Direction: Reproduce every line of the following records verbatim, with no changes to wording, punctuation, or coordinates.

-=-=-

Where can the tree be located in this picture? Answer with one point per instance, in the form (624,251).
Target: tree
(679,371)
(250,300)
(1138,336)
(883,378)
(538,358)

-=-=-

Solved exercise:
Where can the tree be located in this picture? Answer with one point per instance, in the form (624,251).
Target: tree
(679,371)
(250,300)
(1138,336)
(883,378)
(538,358)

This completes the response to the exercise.